- Selected excerpt
------------

# An introduction to Pytorch

Pytorch is a platform for deep learning in Python/C++. In this lecture we will focus in the Python landscape. 

It provides tools for efficiently creating, training, testing and analyzing neural networks:

* Different types of layers (embedding, linear, convolutional, recurrent)
* Activation functions (tanh, relu, sigmoid, etc.)
* Gradient computation
* Optimizer (adam, adagrad, RMSprop, SGD, etc.)
* Implementations speed gains in GPU

## Tensors

Let's start with some basics: tensors are similar to numpy arrays

In [None]:
import numpy as np
import torch

np.random.seed(0)
torch.manual_seed(0)

In [None]:
v1 = np.arange(10)
v2 = np.arange(10, 20)

print("v1: %s\n" % v1)
print("v2: %s\n" % v2)
print("Dot product: %d" % v1.dot(v2))

In [None]:
v1 = torch.arange(10)
v2 = torch.arange(10, 20)

print("v1: %s\n" % v1)
print("v2: %s\n" % v2)
print("Dot product: %d" % v1.dot(v2))

#### Setting values manually or randomly:

In [None]:
v3 = np.array([2, 4, 6, 8])
v4 = np.random.random(10)

print("v3: %s\n" % v3)
print("v4: %s\n" % v4)

In [None]:
v3 = torch.tensor([2, 4, 6, 8])

------------

- Listing
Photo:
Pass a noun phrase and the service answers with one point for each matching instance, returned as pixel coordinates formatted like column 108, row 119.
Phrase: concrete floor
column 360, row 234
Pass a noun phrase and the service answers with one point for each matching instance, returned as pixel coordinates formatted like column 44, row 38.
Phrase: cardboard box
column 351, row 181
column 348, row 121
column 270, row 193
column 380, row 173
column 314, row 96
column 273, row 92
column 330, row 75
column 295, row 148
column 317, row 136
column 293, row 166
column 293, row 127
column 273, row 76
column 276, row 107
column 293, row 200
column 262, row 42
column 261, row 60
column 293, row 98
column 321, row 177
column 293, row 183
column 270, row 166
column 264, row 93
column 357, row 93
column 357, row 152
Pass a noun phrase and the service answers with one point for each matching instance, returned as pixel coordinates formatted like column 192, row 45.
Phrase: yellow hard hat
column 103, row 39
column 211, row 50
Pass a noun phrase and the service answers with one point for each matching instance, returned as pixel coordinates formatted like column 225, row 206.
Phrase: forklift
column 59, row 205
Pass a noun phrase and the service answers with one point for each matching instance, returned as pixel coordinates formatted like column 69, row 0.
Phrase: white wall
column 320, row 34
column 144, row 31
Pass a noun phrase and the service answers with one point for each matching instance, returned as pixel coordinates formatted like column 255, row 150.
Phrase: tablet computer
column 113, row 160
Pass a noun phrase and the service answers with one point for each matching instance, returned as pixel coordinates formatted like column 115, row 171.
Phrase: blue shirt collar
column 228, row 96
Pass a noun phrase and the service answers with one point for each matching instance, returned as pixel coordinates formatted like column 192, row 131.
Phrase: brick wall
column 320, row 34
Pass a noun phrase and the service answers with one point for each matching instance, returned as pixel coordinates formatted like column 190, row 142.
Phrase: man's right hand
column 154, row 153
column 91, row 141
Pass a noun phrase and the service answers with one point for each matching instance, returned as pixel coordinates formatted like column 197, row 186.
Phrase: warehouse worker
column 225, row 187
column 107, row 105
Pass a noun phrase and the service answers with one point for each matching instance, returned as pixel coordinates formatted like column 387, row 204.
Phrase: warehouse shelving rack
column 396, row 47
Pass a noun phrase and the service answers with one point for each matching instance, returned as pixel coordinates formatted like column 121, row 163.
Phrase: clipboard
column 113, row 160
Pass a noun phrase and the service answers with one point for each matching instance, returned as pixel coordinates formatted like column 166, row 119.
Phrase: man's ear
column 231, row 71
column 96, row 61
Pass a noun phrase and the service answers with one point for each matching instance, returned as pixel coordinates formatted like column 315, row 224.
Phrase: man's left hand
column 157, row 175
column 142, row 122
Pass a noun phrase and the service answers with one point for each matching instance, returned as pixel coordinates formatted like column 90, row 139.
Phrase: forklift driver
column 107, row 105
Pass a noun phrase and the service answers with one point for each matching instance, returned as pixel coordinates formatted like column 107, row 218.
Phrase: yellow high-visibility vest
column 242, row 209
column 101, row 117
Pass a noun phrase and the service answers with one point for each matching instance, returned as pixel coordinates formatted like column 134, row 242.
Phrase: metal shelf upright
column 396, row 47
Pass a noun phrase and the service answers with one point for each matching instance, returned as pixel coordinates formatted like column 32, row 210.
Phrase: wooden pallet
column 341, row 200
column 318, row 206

------------

- Exercise task 1
Reproduce everything in the Pytorch introduction from "#### Setting values" down to "torch.tensor([2, 4, 6, 8])".
- Exercise task 2
According to the Pytorch introduction, what are tensors similar to?
- Exercise task 3
List every type of layer named in the Pytorch introduction.

- Right answer 1
#### Setting values manually or randomly:

In [None]:
v3 = np.array([2, 4, 6, 8])
v4 = np.random.random(10)

print("v3: %s\n" % v3)
print("v4: %s\n" % v4)

In [None]:
v3 = torch.tensor([2, 4, 6, 8])

- Right answer 2
Numpy arrays.

- Right answer 3
Embedding, linear, convolutional, recurrent